→ **WORK REQUIRED**
Once the pictures are set aside, copy the data below exactly as it stands.

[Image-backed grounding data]

+-------+

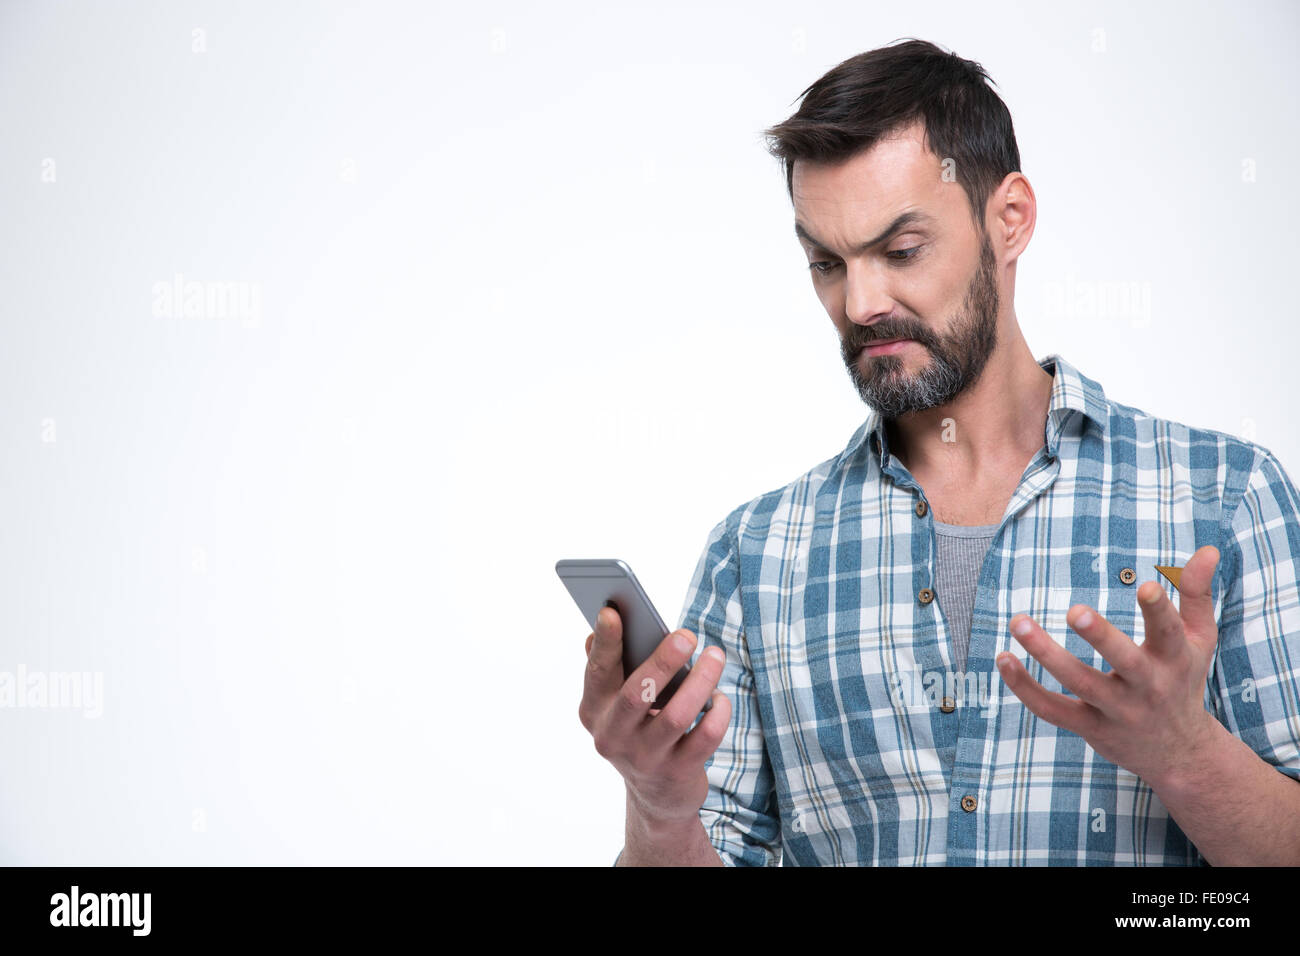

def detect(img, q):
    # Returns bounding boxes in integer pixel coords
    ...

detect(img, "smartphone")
[556,558,712,713]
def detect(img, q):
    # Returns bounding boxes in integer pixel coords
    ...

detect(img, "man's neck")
[887,339,1054,481]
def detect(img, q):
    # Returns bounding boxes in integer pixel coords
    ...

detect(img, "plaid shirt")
[669,352,1300,866]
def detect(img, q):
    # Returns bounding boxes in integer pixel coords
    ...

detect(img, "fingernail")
[1011,617,1032,637]
[674,632,695,653]
[704,646,725,663]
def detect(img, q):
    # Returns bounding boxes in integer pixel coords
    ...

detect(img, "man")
[578,39,1300,865]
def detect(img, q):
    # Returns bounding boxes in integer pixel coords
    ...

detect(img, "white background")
[0,0,1296,864]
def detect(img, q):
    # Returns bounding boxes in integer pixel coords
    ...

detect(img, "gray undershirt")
[932,519,999,672]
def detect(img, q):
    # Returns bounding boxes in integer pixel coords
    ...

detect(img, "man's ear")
[990,171,1036,263]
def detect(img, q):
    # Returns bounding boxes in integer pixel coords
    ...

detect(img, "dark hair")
[762,38,1021,232]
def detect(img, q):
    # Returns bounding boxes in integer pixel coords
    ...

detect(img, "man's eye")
[809,246,921,275]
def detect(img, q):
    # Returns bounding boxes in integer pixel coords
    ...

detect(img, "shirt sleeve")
[1209,446,1300,781]
[677,512,782,866]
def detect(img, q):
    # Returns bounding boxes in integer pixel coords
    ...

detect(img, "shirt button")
[961,795,978,812]
[915,499,927,517]
[940,697,956,713]
[1119,567,1136,585]
[918,588,934,605]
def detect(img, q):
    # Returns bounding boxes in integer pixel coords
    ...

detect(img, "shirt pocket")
[1024,549,1155,692]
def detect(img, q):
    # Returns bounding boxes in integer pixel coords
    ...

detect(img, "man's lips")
[857,338,914,353]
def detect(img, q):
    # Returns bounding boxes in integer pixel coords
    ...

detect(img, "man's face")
[792,120,1000,419]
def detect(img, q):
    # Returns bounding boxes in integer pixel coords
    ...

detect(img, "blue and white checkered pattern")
[673,353,1300,865]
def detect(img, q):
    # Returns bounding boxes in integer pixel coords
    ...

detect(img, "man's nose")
[843,261,895,327]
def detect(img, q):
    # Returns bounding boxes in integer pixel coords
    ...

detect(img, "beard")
[841,229,999,419]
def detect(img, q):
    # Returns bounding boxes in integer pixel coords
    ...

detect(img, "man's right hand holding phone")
[578,607,732,866]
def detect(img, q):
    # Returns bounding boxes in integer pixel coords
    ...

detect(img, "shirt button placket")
[916,497,934,606]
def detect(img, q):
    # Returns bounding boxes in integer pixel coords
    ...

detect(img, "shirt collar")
[852,353,1110,472]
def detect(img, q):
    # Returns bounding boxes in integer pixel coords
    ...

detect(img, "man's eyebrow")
[794,210,935,255]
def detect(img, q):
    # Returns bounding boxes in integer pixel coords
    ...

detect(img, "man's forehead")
[792,186,943,249]
[794,143,936,201]
[791,134,950,237]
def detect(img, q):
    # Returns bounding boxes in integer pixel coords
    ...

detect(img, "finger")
[583,606,626,707]
[1172,545,1221,650]
[674,690,732,769]
[1009,614,1117,710]
[1135,579,1189,661]
[644,644,727,752]
[1067,604,1150,687]
[585,631,594,656]
[996,651,1097,736]
[603,628,698,739]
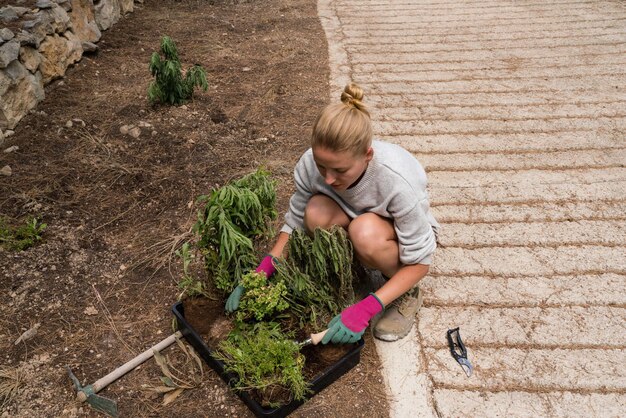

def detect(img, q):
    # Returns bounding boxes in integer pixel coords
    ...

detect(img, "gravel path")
[319,1,626,416]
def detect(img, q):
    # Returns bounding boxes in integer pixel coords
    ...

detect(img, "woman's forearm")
[374,263,429,306]
[269,231,290,258]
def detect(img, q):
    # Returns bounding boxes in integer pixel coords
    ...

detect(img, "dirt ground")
[0,0,389,416]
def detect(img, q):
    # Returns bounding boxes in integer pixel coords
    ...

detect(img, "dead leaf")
[154,350,174,381]
[14,323,40,345]
[163,388,184,406]
[176,338,203,379]
[83,306,99,316]
[160,376,175,387]
[153,386,177,394]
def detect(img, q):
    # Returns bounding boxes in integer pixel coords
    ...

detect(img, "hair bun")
[340,83,368,114]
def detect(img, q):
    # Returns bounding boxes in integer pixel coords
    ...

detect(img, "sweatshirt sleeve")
[390,195,437,265]
[281,154,314,235]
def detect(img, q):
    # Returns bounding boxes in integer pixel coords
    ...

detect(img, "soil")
[180,296,357,409]
[0,0,389,417]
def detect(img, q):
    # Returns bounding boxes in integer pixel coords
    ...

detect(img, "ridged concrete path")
[318,1,626,416]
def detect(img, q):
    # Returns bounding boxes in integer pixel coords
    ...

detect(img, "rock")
[0,41,20,69]
[138,121,152,128]
[38,31,82,83]
[0,28,14,42]
[81,41,97,53]
[19,46,43,73]
[4,145,19,153]
[129,126,141,138]
[55,0,72,12]
[94,0,121,31]
[119,124,130,135]
[0,60,44,129]
[70,0,101,43]
[72,118,85,126]
[119,0,134,14]
[45,3,72,33]
[36,0,55,9]
[65,120,72,127]
[1,165,12,176]
[22,5,71,47]
[11,7,30,18]
[0,7,19,23]
[4,130,14,137]
[15,30,38,48]
[64,30,83,64]
[22,17,51,48]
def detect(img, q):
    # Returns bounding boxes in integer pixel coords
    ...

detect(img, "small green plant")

+-------+

→ **OUTPUT FOR THIS EXERCISE**
def detect(img, q):
    # Returns bounding boxes in integer pixel coords
    ...

detect(img, "smartphone")
[556,558,712,713]
def detect(img, q):
    # Returns bounding boxes in integer pixel coords
    ...

detect(img, "man's neck")
[887,339,1054,481]
def detect(img, q):
    # Returns bounding boxes in integer pixel coords
    ...

detect(img, "plaid shirt")
[669,352,1300,866]
def detect(img, q):
    # Returns bounding boxes in integer pixel coords
    ...

detect(img, "fingernail")
[1011,617,1032,637]
[674,632,695,653]
[704,646,725,663]
def detect(img, q):
    # Returns bounding boxes in integer pixel coords
    ...

detect(img, "man")
[578,39,1300,865]
def detect(img, q):
    # Returns bounding boxes in integer pixel coords
    ...

detect(img, "white background")
[0,0,1296,864]
def detect(img, q):
    # Returns bounding boxes in integer pixel coords
    ...

detect(img, "gray undershirt")
[932,519,999,672]
def detect(img, q):
    # Returns bounding boxes in integer pixel coords
    ...

detect(img, "man's ear")
[990,171,1036,263]
def detect(img, q):
    # Returns bounding boxes in integer pixel coords
    ...

detect(img, "dark hair")
[762,38,1021,232]
def detect(img, q):
    # Returns bounding boxes in integer pixel coords
    ...

detect(img, "man's eye")
[809,246,921,275]
def detect(img, q):
    # Returns bounding boxes in integer pixel coords
    ...

detect(img, "shirt sleeve")
[1209,446,1300,781]
[677,512,782,866]
def detect(img, q):
    # Returns bounding boxes in integer pixel coords
    ...

detect(img, "shirt button")
[961,795,978,812]
[915,499,927,517]
[940,697,956,713]
[1119,567,1136,585]
[918,588,934,605]
def detect(img, q):
    # Returns bounding boxes in integer pixel coords
    ...

detect(img, "shirt pocket")
[1024,549,1155,692]
def detect(img, q):
    # Returns bounding boxes in integer pixel coords
    ...

detect(img, "man's lips")
[857,338,914,353]
def detect(img, q):
    # Returns bounding boxes in integer pixel coords
    ...

detect(img, "man's face")
[792,120,1000,419]
def detect(img, q):
    # Returns bounding boxes in integer pixel coords
    ...

detect(img, "blue and white checkered pattern")
[673,353,1300,865]
def detect(img, q):
    # Returns bounding boxes in integer pixel coords
    ...

detect(img, "man's nose")
[843,261,895,327]
def detect(img, q):
    # Returns bounding boxes in integer pixel coords
    ...

detect(img, "beard")
[841,229,999,419]
def detect(img, q):
    # Returns bounding boxes in integer pixel coords
    ...

detect(img, "man's right hand holding phone")
[578,607,732,866]
def detect(img, q):
    # Returns bounding boxes in integer pixel coords
    ...

detect(img, "shirt button placket")
[916,497,934,606]
def detect(img, q):
    # Returns bounding boxes in integer pixel coords
    ...

detect(img, "shirt collar")
[852,353,1110,472]
def detect(img, q):
    # Returns bounding boxes in integer pixel coords
    ...

detect(img, "man's eyebrow")
[794,210,935,255]
def detect(img, q):
    # Returns bounding boxes in integer pixel coords
    ...

detect(img, "man's forehead")
[792,186,943,249]
[794,143,936,201]
[791,134,950,237]
def detect(img, q):
    # Returns bounding boxes in integer pixel coords
    ...

detect(img, "finger")
[583,606,626,707]
[1172,545,1221,650]
[674,690,732,769]
[1009,614,1117,710]
[1135,579,1189,661]
[644,644,727,752]
[1067,604,1150,687]
[585,631,594,656]
[996,651,1097,736]
[603,628,698,739]

def detect(img, q):
    # Returns bounding boxes in integer pixel coords
    ...

detect(img, "gravel path")
[319,1,626,416]
def detect(img, q):
    # Returns bounding boxes in integer pixel coords
    ...

detect(img, "woman's forearm")
[374,263,429,306]
[269,231,290,258]
def detect(img, q):
    # Returns bounding boxes in integer pixel coords
    ...

detect(img, "dirt ground")
[0,0,389,416]
def detect(img, q):
    # Returns bounding boxes in integer pixel coords
    ...

detect(img, "dead leaf")
[154,350,174,381]
[14,323,40,345]
[163,388,184,406]
[176,338,203,379]
[83,306,99,316]
[160,376,175,387]
[153,386,177,394]
def detect(img, q):
    # Returns bounding boxes in integer pixel coords
    ...

detect(img, "hair bun")
[340,83,368,114]
def detect(img, q):
    # Returns bounding boxes in integer pixel coords
    ...

detect(img, "sweatshirt sleeve")
[390,195,437,265]
[281,154,314,235]
def detect(img, q):
    # Returns bounding boxes in integer pixel coords
    ...

detect(img, "soil")
[180,296,357,409]
[0,0,389,417]
def detect(img, q):
    # Returns bounding boxes in integer pixel coords
    ...

detect(img, "ridged concrete path")
[318,1,626,416]
def detect(img, q):
    # Returns bounding boxes in integer pixel coords
    ...

detect(img, "rock")
[0,41,20,69]
[138,121,152,128]
[38,31,82,83]
[0,28,14,42]
[81,41,97,53]
[19,46,43,73]
[4,145,19,153]
[129,126,141,138]
[55,0,72,12]
[94,0,121,31]
[119,124,130,135]
[0,60,44,129]
[70,0,101,43]
[72,118,85,126]
[119,0,134,14]
[45,3,72,33]
[36,0,55,9]
[65,120,72,127]
[1,165,12,176]
[22,5,71,47]
[11,7,30,18]
[0,7,19,23]
[4,130,14,137]
[15,30,38,48]
[64,30,83,64]
[22,17,51,48]
def detect(img, q):
    # Returns bounding boxes in integer pixel coords
    ...

detect(img, "small green plant")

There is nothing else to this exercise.